── MATERIAL SUPPLIED

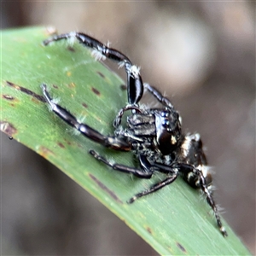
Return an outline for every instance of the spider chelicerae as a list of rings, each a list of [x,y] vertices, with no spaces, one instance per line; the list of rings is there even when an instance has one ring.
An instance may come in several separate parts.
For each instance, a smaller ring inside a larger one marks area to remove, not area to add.
[[[182,133],[181,118],[172,102],[154,87],[143,84],[139,68],[121,52],[81,32],[55,35],[44,40],[44,44],[48,45],[54,41],[68,38],[77,38],[84,46],[92,49],[96,59],[108,58],[125,67],[127,74],[128,104],[119,111],[113,120],[113,136],[103,135],[88,125],[79,122],[70,112],[52,100],[46,84],[44,84],[43,93],[52,111],[91,141],[112,149],[131,151],[140,166],[139,168],[136,168],[112,163],[96,151],[89,151],[97,160],[112,169],[131,173],[141,178],[150,178],[154,172],[166,174],[166,179],[135,195],[128,203],[171,184],[177,176],[181,176],[191,187],[201,189],[214,212],[220,232],[224,236],[227,236],[212,198],[212,176],[200,135]],[[152,94],[162,107],[142,108],[140,100],[144,90]],[[121,120],[126,111],[130,111],[131,114],[123,127]]]

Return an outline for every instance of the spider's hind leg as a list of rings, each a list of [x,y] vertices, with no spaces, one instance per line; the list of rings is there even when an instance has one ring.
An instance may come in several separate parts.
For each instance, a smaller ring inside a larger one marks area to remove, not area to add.
[[[94,158],[96,158],[97,160],[108,166],[113,170],[122,172],[126,172],[126,173],[131,173],[131,174],[133,174],[138,177],[142,177],[142,178],[150,178],[152,177],[153,172],[149,168],[142,168],[142,170],[140,170],[137,168],[133,168],[133,167],[130,167],[130,166],[120,165],[120,164],[112,163],[92,149],[90,150],[89,153]],[[141,160],[142,157],[143,156],[139,157],[140,160]]]
[[[62,120],[64,120],[70,126],[78,130],[84,137],[91,141],[102,144],[104,147],[120,151],[131,150],[131,145],[119,137],[104,136],[96,130],[91,128],[86,124],[80,123],[75,116],[73,116],[66,108],[54,102],[47,91],[46,85],[42,84],[44,96],[49,103],[51,110],[57,114]]]

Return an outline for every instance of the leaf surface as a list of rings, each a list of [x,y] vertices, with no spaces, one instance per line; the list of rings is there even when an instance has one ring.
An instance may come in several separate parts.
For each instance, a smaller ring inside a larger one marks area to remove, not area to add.
[[[96,161],[95,149],[117,163],[135,166],[131,153],[104,148],[77,134],[60,119],[43,97],[44,83],[59,104],[103,134],[126,99],[124,81],[75,42],[42,41],[46,28],[2,32],[1,130],[49,160],[108,207],[163,255],[248,255],[224,223],[229,236],[218,231],[200,191],[181,178],[131,205],[126,201],[166,177],[143,180],[114,172]],[[83,202],[81,201],[81,204]]]

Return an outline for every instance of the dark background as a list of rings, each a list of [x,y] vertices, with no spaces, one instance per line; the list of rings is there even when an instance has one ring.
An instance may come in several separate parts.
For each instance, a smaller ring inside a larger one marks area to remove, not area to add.
[[[183,131],[200,132],[216,201],[255,252],[255,3],[1,2],[2,28],[90,33],[142,67]],[[150,255],[125,224],[49,163],[1,134],[3,255]],[[84,203],[81,205],[81,201]]]

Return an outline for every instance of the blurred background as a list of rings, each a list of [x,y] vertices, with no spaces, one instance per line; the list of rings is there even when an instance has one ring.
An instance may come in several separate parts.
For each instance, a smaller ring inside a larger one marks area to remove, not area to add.
[[[256,253],[255,3],[1,4],[2,29],[84,32],[140,66],[144,82],[180,112],[183,131],[201,135],[216,172],[216,201]],[[3,133],[1,161],[3,255],[157,254],[61,172]]]

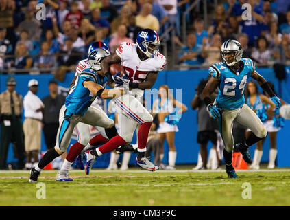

────

> **WHAT IS NEEDED**
Render every line of the material above as a Markdown table with the columns Row and Line, numbering each row and omitting blank lines. Leave the pictures out of the table.

> **SOLVED PROBLEM**
| Row | Line |
|---|---|
| 1 | Return an outline for every instance of the spider chelicerae as a list of rings, each a list of [x,y] vertices, with no spaces, one instance per line; the list of rings is there even when an instance has one ring. |
| 2 | An instance may come in several separate parts. |
| 3 | For each instance, a smaller ring inside a larger one marks area to remove, not area to add. |
| 4 | [[[182,133],[181,118],[172,102],[154,87],[143,84],[139,68],[121,52],[81,32],[55,35],[44,40],[44,44],[48,45],[54,41],[68,38],[77,38],[84,46],[92,49],[96,59],[108,58],[125,67],[127,74],[128,104],[119,111],[113,120],[113,136],[103,135],[88,125],[79,122],[70,112],[52,100],[46,84],[44,84],[43,93],[52,111],[91,141],[112,149],[131,151],[140,166],[139,168],[136,168],[112,163],[96,151],[89,151],[97,160],[112,169],[131,173],[141,178],[150,178],[154,172],[166,174],[166,179],[135,195],[128,203],[171,184],[177,176],[181,176],[191,187],[201,189],[214,212],[220,232],[224,236],[227,236],[212,198],[212,176],[200,135]],[[152,94],[162,107],[142,108],[140,100],[144,90]],[[121,120],[126,111],[130,111],[131,114],[123,127]]] |
| 5 | Return an outline for every instance of the spider's hind leg as a list of rings, each a list of [x,y] vertices, with no spaces, one instance per line; the list of rings is there even when an instance has one ring. |
| 6 | An instance may come in several separate parts. |
| 7 | For each instance, a smaller ring inside a larger one marks area to remove, not area to add. |
| 8 | [[[94,158],[96,158],[97,160],[108,166],[113,170],[122,172],[126,172],[126,173],[131,173],[131,174],[133,174],[138,177],[142,177],[142,178],[150,178],[152,177],[153,172],[149,168],[142,168],[142,170],[140,170],[137,168],[133,168],[133,167],[130,167],[130,166],[120,165],[120,164],[112,163],[92,149],[90,150],[89,153]],[[141,160],[142,157],[143,156],[139,157],[140,160]]] |
| 9 | [[[62,120],[64,120],[70,126],[78,130],[84,137],[91,141],[102,144],[104,147],[120,151],[131,150],[131,145],[119,137],[104,136],[96,130],[91,128],[86,124],[80,123],[75,116],[73,116],[66,108],[54,102],[47,91],[46,85],[42,84],[44,96],[49,103],[51,110],[57,114]]] |
| 10 | Return an outline for every instance of the leaf surface as a list of rings, each a list of [x,y] vertices, with no spaces, one instance per line; the list of rings is there even when an instance has one ring. |
| 11 | An instance may come in several separate parts. |
| 12 | For each instance, a smaller ring inside a larger one marks area to remove, not area to add. |
| 13 | [[[96,161],[95,149],[117,163],[135,166],[131,153],[104,148],[77,134],[60,119],[43,97],[44,83],[59,104],[103,134],[126,99],[124,81],[75,42],[42,41],[46,28],[2,32],[1,130],[49,160],[108,207],[163,255],[248,255],[224,223],[229,236],[218,231],[200,191],[181,178],[131,205],[126,201],[166,177],[143,180],[114,172]],[[83,202],[81,201],[81,204]]] |
| 14 | Return an outline for every instance of the dark background as a list of rings, each a list of [x,y] vertices, with no spaces, one instance per line; the list of rings is there even when an instance has one ring. |
| 15 | An instance may come in several separate parts. |
| 16 | For each instance, a smaller ring inside a larger one marks area to remove, not area to add. |
| 17 | [[[183,131],[200,132],[216,201],[255,252],[255,3],[1,2],[2,28],[90,33],[142,67]],[[150,255],[125,224],[49,163],[1,134],[3,255]],[[84,203],[81,205],[81,201]]] |
| 18 | Return an outline for every instance of the blurred background as a list of rings, each a list of [x,y] vertices, with no spaces, one instance per line; the list of rings is there even when an instance has one ring. |
| 19 | An instance may come in several separate parts. |
| 20 | For each instance, a smaller ring inside a larger one marks area to remove, not area to add. |
| 21 | [[[256,253],[255,3],[1,4],[2,29],[84,32],[140,66],[144,82],[180,112],[183,131],[201,135],[216,172],[216,201]],[[3,133],[1,161],[3,255],[157,254],[61,172]]] |